> [About this task]
Scan the listing for "image" and copy out each line that has it.

> [Dataset records]

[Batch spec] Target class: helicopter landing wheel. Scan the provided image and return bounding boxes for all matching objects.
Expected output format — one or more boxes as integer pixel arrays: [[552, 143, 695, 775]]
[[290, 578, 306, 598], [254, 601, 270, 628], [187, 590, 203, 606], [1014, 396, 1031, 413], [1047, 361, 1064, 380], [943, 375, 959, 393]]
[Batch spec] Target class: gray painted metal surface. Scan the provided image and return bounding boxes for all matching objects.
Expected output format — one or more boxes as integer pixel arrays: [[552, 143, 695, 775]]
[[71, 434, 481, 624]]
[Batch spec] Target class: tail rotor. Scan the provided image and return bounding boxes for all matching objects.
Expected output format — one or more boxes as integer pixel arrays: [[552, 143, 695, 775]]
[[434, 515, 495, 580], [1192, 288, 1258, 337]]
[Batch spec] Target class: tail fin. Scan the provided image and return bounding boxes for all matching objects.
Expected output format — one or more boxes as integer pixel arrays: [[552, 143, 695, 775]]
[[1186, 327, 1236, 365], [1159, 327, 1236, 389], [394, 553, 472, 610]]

> [Written solution]
[Batch spec] Target class: helicopter landing wheel. Scan the provided image and return bounding boxes for all matching objects.
[Batch spec] Target class: gray painted metal surface. Scan the provided image and return bounding boxes for all matching objects.
[Batch spec] Target class: tail rotor. Scan the provided image and return bounding boxes for all matching objects.
[Batch spec] Target class: tail fin. Scan the provided image and return bounding boxes for all matching objects.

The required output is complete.